■ WORK TO BE COMPLETED
Continue the article on Ruben Tejada's spring struggles at shortstop for the Mets, starting right after its last sentence.

■ TEXT
- - - - - - -

Spring Training is an interesting time when it comes to evaluating what you see from certain players. Some players are usually more advanced than others at the beginning of camp, and hitters are usually ahead of pitchers, who are trying to throw their way into form. We’ve seen plenty of players shine in camp that fizzle when the games matter most (Butch Huskey is the most notable one that pops to mind for me), and we’ve seen plenty of players do bupkiss in camp, but play at an All-Star level during the season.
However, there seems to be something different about the struggles of New York Mets shortstop Ruben Tejada this spring, and all of it feels very foreboding.
Tejada hasn’t limited his struggles to one side of his game. He’s made a litany of fielding errors – both mental and physical – and has looked rather over-matched at the plate. His most recent on-field bumblings led Kevin Burkhardt, Keith Hernandez and Bobby Ojeda to have a discussion in the booth mid-game if all of Tejada’s problems are in his head, wondering out loud if he’s even capable of rebounding from this.
If Tejada continues to be a problem instead of a solution, the Mets have a serious problem at shortstop. Behind Tejada, the team has Anthony Seratelli – a switch-hitting utility infielder with a great story, but who hasn’t played a single game above AAA – and Omar Quintanilla, who was replacement-level for the Mets last year. Terry Collins is going to experiment with one of the Mets top-hitting prospects – Wilmer Flores – at short, but he hasn’t played there full-time since 2011, and is widely seen as too slow for the position. There’s also Wilfredo Tovar, an all-glove shortstop that has impressed in the Minors, but the team has already moved him to Minor League camp.
Enter Stephen Drew.

- - - - - - -

■ INFORMATION GIVEN
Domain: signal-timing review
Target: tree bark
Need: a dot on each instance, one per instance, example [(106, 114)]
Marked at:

- - - - - - -

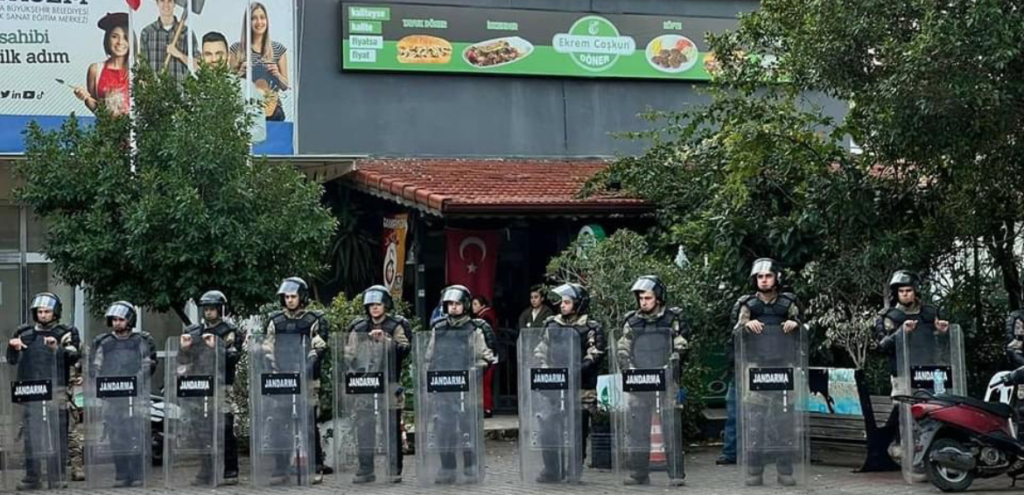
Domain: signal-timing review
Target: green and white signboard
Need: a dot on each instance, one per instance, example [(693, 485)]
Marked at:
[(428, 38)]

- - - - - - -

■ EXERCISE ANSWER
This is a conversation we’ve had before, and it’s one that will continue to be pertinent until there is resolution. The difference in this conversation between now and then is the Mets vocal desire to win 90 games this year and make the playoffs. If those are your standards for success this season, then it does make a difference to overpay for a player if it means an additional 2.0 WAR, which is the general difference between Ruben Tejada and Stephen Drew.
The Mets know what they are comfortable with. They’d sign Stephen Drew right now if he agreed to a one-year, $9.5 million contract. That’s been established. Drew also knows what he wants, which is a multi-year deal and something that gets him close to the $14.1 million payday he turned down from the Red Sox.
The pressure seems to be rising in New York to get a deal done as well, with the Atlanta Braves so easily breaking open their purse to sign Ervin Santana after learning of Kris Medlen‘s need for a second Tommy John surgery. Beat writers and radio personalities are wondering allowed how it’s possible a team viewed as a mid-market team could spend $14 million on a player, but the Mets can’t squeeze out something similar.
Something’s got to give. When, I’m not certain. But, if the Mets want to sell 90 wins as a realistic goal to their starving fan base, they have to sign Drew. Ruben Tejada is not the shortstop the Mets need.
And he’s not likely to ever be that player anymore.